Assignment:
Only the lines from the one containing "Can you see the flower center" through the last line of the data are to be written out, exactly and in full.

Records provided:
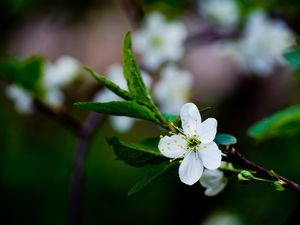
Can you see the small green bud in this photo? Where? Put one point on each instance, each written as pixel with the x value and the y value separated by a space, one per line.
pixel 245 177
pixel 279 185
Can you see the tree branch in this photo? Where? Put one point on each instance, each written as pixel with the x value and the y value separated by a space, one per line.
pixel 85 133
pixel 237 158
pixel 60 116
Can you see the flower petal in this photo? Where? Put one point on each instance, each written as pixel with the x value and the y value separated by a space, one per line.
pixel 214 181
pixel 207 130
pixel 190 118
pixel 172 147
pixel 191 168
pixel 210 155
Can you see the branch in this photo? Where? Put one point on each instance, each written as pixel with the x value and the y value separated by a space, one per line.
pixel 60 116
pixel 85 133
pixel 237 158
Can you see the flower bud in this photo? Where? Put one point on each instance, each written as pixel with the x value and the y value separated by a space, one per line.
pixel 245 177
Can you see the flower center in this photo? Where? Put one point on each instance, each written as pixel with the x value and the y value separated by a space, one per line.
pixel 193 143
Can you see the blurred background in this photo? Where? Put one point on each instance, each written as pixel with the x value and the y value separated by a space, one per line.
pixel 37 151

Task response:
Can you see the flower center in this photo? Where? Put one point on each instance, each written as pixel with the x value and the y value separated by a space, one per line.
pixel 193 143
Can you see the blurred background in this photo? Where? Put one point on each instance, each written as pixel with the x value and the y value separated by a space, one per line.
pixel 37 151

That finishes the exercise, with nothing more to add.